■ **About this task**:
Write out the data below exactly, from its first line to the line containing "the lake water", that line included.

■ **Supplied material**:
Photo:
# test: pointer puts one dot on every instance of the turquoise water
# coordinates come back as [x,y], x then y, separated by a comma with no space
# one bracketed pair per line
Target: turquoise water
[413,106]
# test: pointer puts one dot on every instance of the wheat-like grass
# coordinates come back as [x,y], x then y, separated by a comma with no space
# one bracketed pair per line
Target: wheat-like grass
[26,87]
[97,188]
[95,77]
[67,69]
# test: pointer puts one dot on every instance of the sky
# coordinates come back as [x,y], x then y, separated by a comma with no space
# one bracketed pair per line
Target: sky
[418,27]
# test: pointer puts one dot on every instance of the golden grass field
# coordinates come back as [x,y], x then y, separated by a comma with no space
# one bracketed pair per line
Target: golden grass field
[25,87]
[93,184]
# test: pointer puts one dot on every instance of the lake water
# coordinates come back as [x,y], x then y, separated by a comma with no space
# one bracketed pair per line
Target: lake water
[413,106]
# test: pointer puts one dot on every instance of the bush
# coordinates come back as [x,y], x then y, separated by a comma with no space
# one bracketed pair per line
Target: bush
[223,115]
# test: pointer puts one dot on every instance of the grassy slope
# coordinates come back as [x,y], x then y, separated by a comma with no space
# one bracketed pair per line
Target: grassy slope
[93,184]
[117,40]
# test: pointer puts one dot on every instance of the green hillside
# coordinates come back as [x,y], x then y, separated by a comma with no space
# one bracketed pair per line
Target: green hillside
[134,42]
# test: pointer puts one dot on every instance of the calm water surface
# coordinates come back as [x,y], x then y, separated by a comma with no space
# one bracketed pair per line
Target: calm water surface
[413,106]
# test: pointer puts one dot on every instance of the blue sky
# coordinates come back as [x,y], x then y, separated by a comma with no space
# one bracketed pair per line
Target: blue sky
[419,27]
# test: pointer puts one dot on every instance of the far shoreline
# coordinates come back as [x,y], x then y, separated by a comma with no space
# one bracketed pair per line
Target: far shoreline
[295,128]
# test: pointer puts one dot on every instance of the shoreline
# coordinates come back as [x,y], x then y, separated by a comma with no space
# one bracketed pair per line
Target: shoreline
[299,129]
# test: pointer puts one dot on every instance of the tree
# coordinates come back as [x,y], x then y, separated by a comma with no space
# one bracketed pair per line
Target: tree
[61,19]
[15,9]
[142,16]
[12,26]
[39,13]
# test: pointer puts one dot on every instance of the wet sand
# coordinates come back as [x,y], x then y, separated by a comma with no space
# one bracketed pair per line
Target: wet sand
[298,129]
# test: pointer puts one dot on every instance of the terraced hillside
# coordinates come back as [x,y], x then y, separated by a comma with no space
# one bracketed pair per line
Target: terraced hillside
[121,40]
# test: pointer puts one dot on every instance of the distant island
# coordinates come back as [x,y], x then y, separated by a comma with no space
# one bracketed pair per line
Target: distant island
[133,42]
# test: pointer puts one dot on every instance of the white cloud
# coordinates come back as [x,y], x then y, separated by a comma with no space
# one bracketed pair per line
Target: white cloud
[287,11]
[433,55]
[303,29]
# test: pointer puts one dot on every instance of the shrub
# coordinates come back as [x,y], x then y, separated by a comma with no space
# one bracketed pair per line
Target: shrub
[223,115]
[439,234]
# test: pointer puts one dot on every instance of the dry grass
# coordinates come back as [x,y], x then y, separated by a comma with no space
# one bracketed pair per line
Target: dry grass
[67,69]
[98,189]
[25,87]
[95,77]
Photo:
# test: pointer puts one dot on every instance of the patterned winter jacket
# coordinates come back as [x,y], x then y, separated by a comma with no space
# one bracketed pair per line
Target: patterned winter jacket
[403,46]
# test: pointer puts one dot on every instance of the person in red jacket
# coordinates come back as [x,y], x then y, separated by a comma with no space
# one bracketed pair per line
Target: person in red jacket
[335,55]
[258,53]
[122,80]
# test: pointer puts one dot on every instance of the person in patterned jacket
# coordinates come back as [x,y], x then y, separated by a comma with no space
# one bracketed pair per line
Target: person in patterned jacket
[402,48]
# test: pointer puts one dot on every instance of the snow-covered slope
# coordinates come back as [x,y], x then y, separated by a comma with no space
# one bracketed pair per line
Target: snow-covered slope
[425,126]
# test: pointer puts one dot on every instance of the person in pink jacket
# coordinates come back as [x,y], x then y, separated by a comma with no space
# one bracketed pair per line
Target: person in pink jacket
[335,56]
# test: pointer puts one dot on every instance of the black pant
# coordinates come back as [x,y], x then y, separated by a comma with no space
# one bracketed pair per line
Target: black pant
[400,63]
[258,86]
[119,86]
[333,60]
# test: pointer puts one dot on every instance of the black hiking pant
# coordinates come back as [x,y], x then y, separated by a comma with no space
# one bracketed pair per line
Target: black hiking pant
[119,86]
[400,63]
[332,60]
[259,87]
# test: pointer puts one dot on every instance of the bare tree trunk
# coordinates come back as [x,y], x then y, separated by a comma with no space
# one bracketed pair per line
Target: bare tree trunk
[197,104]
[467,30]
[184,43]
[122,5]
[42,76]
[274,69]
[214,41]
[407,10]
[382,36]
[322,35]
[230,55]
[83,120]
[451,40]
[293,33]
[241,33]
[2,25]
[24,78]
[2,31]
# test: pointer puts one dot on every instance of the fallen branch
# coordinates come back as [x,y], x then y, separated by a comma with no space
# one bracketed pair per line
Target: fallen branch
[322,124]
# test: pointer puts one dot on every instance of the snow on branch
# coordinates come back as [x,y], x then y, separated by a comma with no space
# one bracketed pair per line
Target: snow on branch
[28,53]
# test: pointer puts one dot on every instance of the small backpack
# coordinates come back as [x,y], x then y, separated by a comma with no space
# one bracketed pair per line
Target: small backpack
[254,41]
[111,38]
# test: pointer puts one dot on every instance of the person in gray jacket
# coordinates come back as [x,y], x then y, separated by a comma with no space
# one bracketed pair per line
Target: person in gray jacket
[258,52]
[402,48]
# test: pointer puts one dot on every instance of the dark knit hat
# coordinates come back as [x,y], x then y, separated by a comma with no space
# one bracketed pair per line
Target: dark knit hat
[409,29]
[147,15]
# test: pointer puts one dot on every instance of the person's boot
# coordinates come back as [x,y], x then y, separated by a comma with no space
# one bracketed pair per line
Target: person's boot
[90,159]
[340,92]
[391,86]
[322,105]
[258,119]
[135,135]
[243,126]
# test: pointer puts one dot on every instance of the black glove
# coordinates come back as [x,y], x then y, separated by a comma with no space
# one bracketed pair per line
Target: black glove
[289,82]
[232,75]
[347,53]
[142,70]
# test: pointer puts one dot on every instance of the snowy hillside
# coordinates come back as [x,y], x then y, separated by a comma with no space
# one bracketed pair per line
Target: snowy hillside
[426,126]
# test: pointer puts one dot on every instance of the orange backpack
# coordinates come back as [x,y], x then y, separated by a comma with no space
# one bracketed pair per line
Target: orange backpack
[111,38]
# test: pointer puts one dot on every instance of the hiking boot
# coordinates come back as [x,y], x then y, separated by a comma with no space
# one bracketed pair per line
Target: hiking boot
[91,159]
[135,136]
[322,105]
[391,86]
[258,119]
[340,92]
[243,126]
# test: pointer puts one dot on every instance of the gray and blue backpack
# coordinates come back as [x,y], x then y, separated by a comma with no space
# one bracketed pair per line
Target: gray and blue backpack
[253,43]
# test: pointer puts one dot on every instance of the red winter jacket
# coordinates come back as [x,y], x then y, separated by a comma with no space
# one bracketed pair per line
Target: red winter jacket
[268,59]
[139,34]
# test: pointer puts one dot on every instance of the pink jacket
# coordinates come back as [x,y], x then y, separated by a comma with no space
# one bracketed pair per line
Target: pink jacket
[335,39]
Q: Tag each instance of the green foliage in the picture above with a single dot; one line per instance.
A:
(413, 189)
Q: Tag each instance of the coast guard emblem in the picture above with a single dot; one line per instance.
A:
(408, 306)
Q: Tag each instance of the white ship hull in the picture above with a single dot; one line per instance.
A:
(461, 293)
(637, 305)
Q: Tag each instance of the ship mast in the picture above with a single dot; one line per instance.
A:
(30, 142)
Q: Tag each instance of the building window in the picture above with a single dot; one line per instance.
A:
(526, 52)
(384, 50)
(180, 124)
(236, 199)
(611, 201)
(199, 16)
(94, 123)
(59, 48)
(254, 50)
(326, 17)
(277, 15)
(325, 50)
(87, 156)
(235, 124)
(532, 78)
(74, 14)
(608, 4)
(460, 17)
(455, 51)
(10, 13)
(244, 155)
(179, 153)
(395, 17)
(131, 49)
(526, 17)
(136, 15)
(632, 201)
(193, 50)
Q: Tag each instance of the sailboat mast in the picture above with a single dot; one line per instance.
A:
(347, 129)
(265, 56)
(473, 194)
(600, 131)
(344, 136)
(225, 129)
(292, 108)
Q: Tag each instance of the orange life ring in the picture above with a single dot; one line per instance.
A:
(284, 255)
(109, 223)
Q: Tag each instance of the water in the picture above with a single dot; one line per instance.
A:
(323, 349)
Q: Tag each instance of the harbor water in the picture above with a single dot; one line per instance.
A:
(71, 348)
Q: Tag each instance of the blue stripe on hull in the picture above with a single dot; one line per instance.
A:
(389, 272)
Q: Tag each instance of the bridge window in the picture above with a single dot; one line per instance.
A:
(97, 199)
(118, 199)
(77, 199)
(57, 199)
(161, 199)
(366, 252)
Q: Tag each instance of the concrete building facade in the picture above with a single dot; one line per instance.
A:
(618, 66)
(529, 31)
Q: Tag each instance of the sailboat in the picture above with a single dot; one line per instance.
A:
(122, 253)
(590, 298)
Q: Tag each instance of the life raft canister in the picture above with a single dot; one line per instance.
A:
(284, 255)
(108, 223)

■ **Written answer**:
Photo:
# test: pointer puts one dot on every instance of the turquoise water
# coordinates come back as [x,y], x then y, separated by a comma with no space
# one bracketed pair per line
Target: turquoise water
[413,106]
# test: pointer puts one dot on every instance of the wheat-like grass
# coordinates come back as [x,y], x then y, separated by a comma with no space
# one bracketed pair per line
Target: wheat-like grass
[26,87]
[97,188]
[95,77]
[67,69]
# test: pointer puts one dot on every instance of the sky
# coordinates come back as [x,y], x then y, separated by a comma with no space
# one bracketed pair per line
Target: sky
[418,27]
# test: pointer puts one dot on every instance of the golden grass field
# coordinates come back as [x,y], x then y, separated by a comma with no space
# one bracketed pair per line
Target: golden grass field
[25,87]
[93,184]
# test: pointer puts one dot on every instance of the lake water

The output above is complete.